[Ketentuan Tugas]
a) Tuliskan kembali bagian renungan tentang pedagang buka puasa mulai dari "Setiap kali saya" sampai dengan "membeli, lalu pergi.".
b) Dalam renungan tentang pedagang buka puasa, mengapa para pedagang yang berjualan kolak bersebelahan itu tetap sabar dan tidak tampak khawatir dagangannya tidak laku? Jawab dalam satu sampai tiga kalimat.
c) Lanjutkan renungan tentang pedagang buka puasa mulai setelah kalimat terakhir yang tertulis.

[Teks Bacaan]

..........

Minggu, 05 Agustus 2012

"Renunganku"

"Rejeki Nggak Bakalan Ketukar"

Setiap kali saya pulang dari dari kantor (ITB) ke rumah di Antapani pada bulan puasa ini, sepanjang jalan mulai dari Gasibu terus ke Cicadas hingga sampai ke kompleks perumahan banyak sekali bermunculan pedagang dadakan yang menjual makanan untuk buka puasa. Ada yang pakai gerobak, ada yang menggelar meja di pinggir jalan, bahkan ada yang elit memakai mobil Avanza. Setiap lima meter pasti ada yang berjualan makanan yang serupa: kolak candil, sop buah, es buah, es cendol, rujak cuka, es dawet, es kelapa muda, gorengan, dan lain-lain.
Pedagang penganan buka puasa dadakan di Jalan Pusdai, Bandung
Banyaknya orang yang pulang kerja adalah sasaran mereka, ditambah dengan orang-orang yang menghabiskan waktu senja alias ngabuburit bahasa Sundanya. Pada pedagang itu dengan sabar menunggu pembeli yang lalu lalang melewati jalan. Satu dua motor atau mobil berhenti untuk membeli, lalu pergi.
Jumlah pedagang semacam itu bisa ratusan orang dalam jarak sekitar lima kilometer. Sebelah menyebelah dari pedagang itu menjual dagangan yang nyaris sama yaitu kolak. Ada yang ramai dikunjungi pembeli, ada yang agak sepi, dan ada yang cukupan saja. Yang saya lihat adalah para pedagang itu tetap sabar, sebersitpun tidak tampak kekhawatiran dagangannya tidak laku. Mereka yakin pasti ada yang akan membeli, pasti ada orang yang nyangkut dengan dagangan mereka. Nyatanya memang ada saja orang yang kepincut dan berhenti untuk membeli.
Keadaan yang sama dapat kita lihat di pasar-pasar tradisionil yang menjual barang kebutuhan sejenis seperti sandang dan pangan. Kedai yang sebelah menyebelah menjual barang yang sama. Ada kedai yang ramai dikunjungi pembeli, ada yang sepi-sepi saja. Tetapi kalau anda perhatikan tidak tampak keluh kesah di antara pedagang itu.

..........

[Data Sumber]
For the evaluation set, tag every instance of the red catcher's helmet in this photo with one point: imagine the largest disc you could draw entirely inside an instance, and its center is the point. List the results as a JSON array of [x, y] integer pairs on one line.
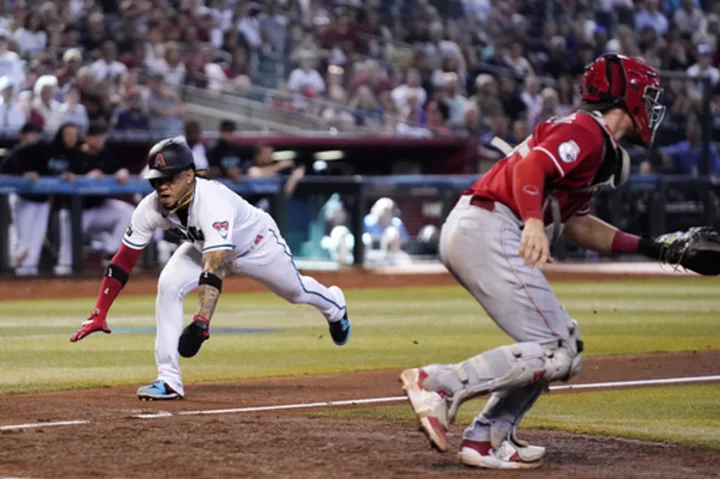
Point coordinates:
[[628, 83]]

..........

[Pembahasan Soal]
a)
Setiap kali saya pulang dari dari kantor (ITB) ke rumah di Antapani pada bulan puasa ini, sepanjang jalan mulai dari Gasibu terus ke Cicadas hingga sampai ke kompleks perumahan banyak sekali bermunculan pedagang dadakan yang menjual makanan untuk buka puasa. Ada yang pakai gerobak, ada yang menggelar meja di pinggir jalan, bahkan ada yang elit memakai mobil Avanza. Setiap lima meter pasti ada yang berjualan makanan yang serupa: kolak candil, sop buah, es buah, es cendol, rujak cuka, es dawet, es kelapa muda, gorengan, dan lain-lain.
Pedagang penganan buka puasa dadakan di Jalan Pusdai, Bandung
Banyaknya orang yang pulang kerja adalah sasaran mereka, ditambah dengan orang-orang yang menghabiskan waktu senja alias ngabuburit bahasa Sundanya. Pada pedagang itu dengan sabar menunggu pembeli yang lalu lalang melewati jalan. Satu dua motor atau mobil berhenti untuk membeli, lalu pergi.

b) Mereka tetap sabar karena yakin pasti ada yang akan membeli dan pasti ada orang yang tertarik pada dagangan mereka. Keyakinan itu memang terbukti, sebab ada saja orang yang tertarik lalu berhenti untuk membeli.

c)
Kalau anda bertanya kepada para padagang yang sedang menunggu pembeli itu, apakah mereka tidak khawatir dagangannya tidak laku sehingga mereka tidak akan membawa pulang uang hari ini? Atau, apakah mereka tidak iri dengan dagangan sebelah yang laris, sedangkan dagangannya sepi. Jawaban mereka sungguh mengagetkan: PERCAYALAH, REJEKI NGGAK BAKALAN KETUKAR!
Jika pedagang ritel modern seperti supermarket dan swalayan tidak pernah khawatir toko mereka sepi pembeli (karena mereka sudah punya jaringan dan promosi yang kuat), maka para pedagang kecil itu hanya bermodalkan kepasrahan bahwa rezeki sudah ada yang mengatur. Rezeki dari Tuhan tidak akan “salah kamar”, tidak akan tertukar antara satu orang dengan orang lainnya, jadi kenapa harus khawatir?
Jawaban sederhana itu ada benarnya. Tuhan menciptakan manusia tidak dengan satu selera. Selera setiap orang tidak pernah sama, oleh karena itu pasti ada saja pembeli yang tertarik dengan dagangan si A, yang lain tertarik dengan dagangan orang di sebelahnnya. Masing-masing pedagang akan kebagian pembeli karena ketertarikan itu berbeda-beda.
Pada tataran yang lebih tinggi, yaitu iman, orang yang beriman meyakini bahwa rezeki sudah diatur oleh Tuhan. Kita manusia ini ibarat seorang pedagang yang menunggu pembeli. Rezeki itu dikirim Tuhan melalui perantaraan pembeli, atau pemberi order, atau pengguna layanan. Jika anda seorang pedagang kemudian ada orang yang membeli dagangan anda dan bukan dagangan teman anda, percayakah anda bahwa Tuhanlah yang mengirimkan orang itu untuk membeli dagangan anda. Jika ada seorang pengusaha kemudian anda mendapat order dari seseorang, percayakah anda bahwa Tuhanlah yang mengirimkan orang itu kepada anda. Jika anda seorang pegawai lalu anda mendapat tambahan penghasilan (yang halal tentunya) karena anda mengerjakan pekerjaan ekstra, percayakah anda bahwa Tuhanlah yang mengirim pekerjaan ekstra itu kepada anda?
Jadi, manusia tidak perlu cemas dengan urusan rezeki. Rezeki setiap makhluk sudah dijamin oleh Allah SWT, termasuk rezeki seekor semut sekalipun.
“Dan tidak ada suatu binatang melata pun di bumi melainkan Allah-lah yang memberi rezekinya. Dan Dia meengetahui tempat penyimpanannya. Semuanya tertulis dalam Kitab yang nyata (Lauh Mahfuzh)” (Hud: 6).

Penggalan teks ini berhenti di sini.